_Problem to solve_
Rewrite the records from their start through the line holding "point(158, 603)", inclusive, adding 31 to every x and y coordinate in the answers and leaving all other lines unchanged.

_Raw records_

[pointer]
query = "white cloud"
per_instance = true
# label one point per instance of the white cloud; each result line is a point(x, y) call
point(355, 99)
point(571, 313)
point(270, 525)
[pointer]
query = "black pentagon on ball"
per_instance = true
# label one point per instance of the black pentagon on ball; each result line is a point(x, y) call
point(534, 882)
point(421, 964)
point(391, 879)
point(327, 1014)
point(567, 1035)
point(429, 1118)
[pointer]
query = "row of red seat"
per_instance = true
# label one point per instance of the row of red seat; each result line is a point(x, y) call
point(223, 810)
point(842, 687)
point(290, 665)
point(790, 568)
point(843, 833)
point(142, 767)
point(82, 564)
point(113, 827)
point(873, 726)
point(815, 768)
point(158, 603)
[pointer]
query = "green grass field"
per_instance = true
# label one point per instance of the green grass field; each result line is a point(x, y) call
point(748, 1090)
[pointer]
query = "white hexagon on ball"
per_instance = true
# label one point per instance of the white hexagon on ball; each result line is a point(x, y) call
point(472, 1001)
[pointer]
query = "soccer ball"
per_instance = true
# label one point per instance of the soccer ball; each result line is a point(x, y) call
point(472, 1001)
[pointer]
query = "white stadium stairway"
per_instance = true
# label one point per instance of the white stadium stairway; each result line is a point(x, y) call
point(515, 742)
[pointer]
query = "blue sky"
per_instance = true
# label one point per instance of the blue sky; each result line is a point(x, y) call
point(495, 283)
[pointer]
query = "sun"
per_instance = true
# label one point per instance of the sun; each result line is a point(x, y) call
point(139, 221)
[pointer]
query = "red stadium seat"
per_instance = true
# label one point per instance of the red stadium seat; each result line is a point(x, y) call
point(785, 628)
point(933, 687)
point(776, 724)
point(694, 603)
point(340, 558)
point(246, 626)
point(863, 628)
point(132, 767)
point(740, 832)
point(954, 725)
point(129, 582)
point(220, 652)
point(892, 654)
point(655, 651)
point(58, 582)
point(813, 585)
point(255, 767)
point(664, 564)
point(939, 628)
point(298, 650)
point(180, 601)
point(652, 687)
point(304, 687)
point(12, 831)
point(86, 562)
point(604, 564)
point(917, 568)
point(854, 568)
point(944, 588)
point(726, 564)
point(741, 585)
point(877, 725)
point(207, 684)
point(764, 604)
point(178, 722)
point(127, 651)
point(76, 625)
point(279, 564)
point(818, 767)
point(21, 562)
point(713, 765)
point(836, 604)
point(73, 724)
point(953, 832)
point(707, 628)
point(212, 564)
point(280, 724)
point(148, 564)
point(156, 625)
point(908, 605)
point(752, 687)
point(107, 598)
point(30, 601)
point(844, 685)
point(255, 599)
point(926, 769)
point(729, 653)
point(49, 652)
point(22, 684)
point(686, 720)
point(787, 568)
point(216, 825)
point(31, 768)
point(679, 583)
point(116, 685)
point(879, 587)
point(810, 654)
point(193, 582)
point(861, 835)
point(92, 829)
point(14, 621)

_Response to the exercise_
[pointer]
query = "white cloud"
per_instance = true
# label one point per instance of the white cloud; each result line is a point(x, y) call
point(386, 130)
point(602, 344)
point(301, 556)
[pointer]
query = "black pentagon on ball"
per_instance = true
# label one point per instance of the black pentagon on ball; each result line is a point(x, y) call
point(565, 913)
point(452, 995)
point(422, 910)
point(358, 1045)
point(598, 1066)
point(460, 1149)
[pointer]
query = "row of red seat"
per_instance = true
# label one point per instance of the row of red seat; each result line is a point(x, y) call
point(254, 841)
point(873, 718)
point(321, 696)
point(821, 599)
point(874, 864)
point(173, 798)
point(113, 595)
point(144, 858)
point(904, 757)
point(846, 799)
point(189, 634)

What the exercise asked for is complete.